**** EXCERPT
Idaho Parents Take Boise Hospital to Court Over Newborn's Forced Spinal Tap
Eric and Corissa Mueller say CPS seized their newborn for unnecessary procedure.
June 14, 2010— -- An Idaho couple's lawsuit pitting them against a Boise hospital that ordered spinal tap on their newborn against their wishes could lead to a revised look at parents' federal right to govern their child's medical care.
Eric and Corissa Mueller have waited six years to get their say in court and allege that their constitutional rights as parents were violated simply because they preferred not to let a doctor stick a needle in their 5-week-old daughter's spine without more information.
But in Idaho, as in many other states, the state can seize a child in a hospital setting if authorities believe the child is being neglected or abused. In the Mueller's case, child protection services was called on a medical neglect accusation when Corissa Mueller declined the spinal tap on baby Taige against their doctor's recommendation.
"She thought she had an understanding with the doctor. That's the particularly frustrating thing," said Terrence Pell, president of the Center for Individual Rights, which has represented the Muellers in their lengthy court battle. "The next thing she knows there's two policemen holding her on each arm."
If the Muellers win their case, now in the early days of what is expected to be a 4-week trial, it could force states to develop more stringent standards for seizing a child in a hospital setting.
"This has to do not with the reporting of abuse and not the grounds for possible abuse," Pell said. "It just has to do with what the state has to do before it assumes custody."
The spinal tap was recommended to test for meningitis by Dr. Richard MacDonald after 5-week-old Taige had been rushed to St. Luke's Regional Medical Center in 2002 with a fever of 100.8.
After agreeing to a battery of tests and treatments, including fluids, x-rays and blood work, Corissa Mueller declined the spinal tap, according to the original court complaint, preferring to wait until the initial test results came back before consenting to a procedure that carries a series of health risks. MacDonald had told her, court documents say, that there was only a 5 percent chance Taige had meningitis based on her symptoms.
"She thought that it would be painful for the child and along with the lumbar puncture they have to give steroids to reduce brain swelling," Pell said. "She just thought that was possibly not necessary."
When the baby's fever eventually dropped a short time later and she appeared to be improving, Corissa Mueller began asking about taking her home, according to court documents.
But the hospital, the Mueller's allege, had immediately contacted child protection services, alleging neglect. As two police officers detained Mueller at the hospital, CPS ordered the spinal tap for baby Taige. It came back negative.
MacDonald's attorney, Richard Hall, declined to comment on the specifics of the case or the trial, but said that his client "was doing what he could do in the best interest of Taige Mueller."
********
**** INPUT DATA
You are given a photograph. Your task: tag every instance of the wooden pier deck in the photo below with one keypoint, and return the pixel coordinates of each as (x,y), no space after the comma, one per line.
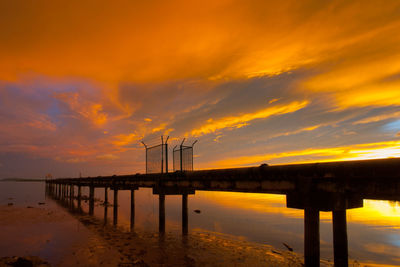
********
EXERCISE REQUIREMENTS -> According to the article on the Idaho parents' lawsuit against the Boise hospital, what chance did Dr. Richard MacDonald say Taige had of having meningitis?

REPLY -> Only a 5 percent chance, based on her symptoms.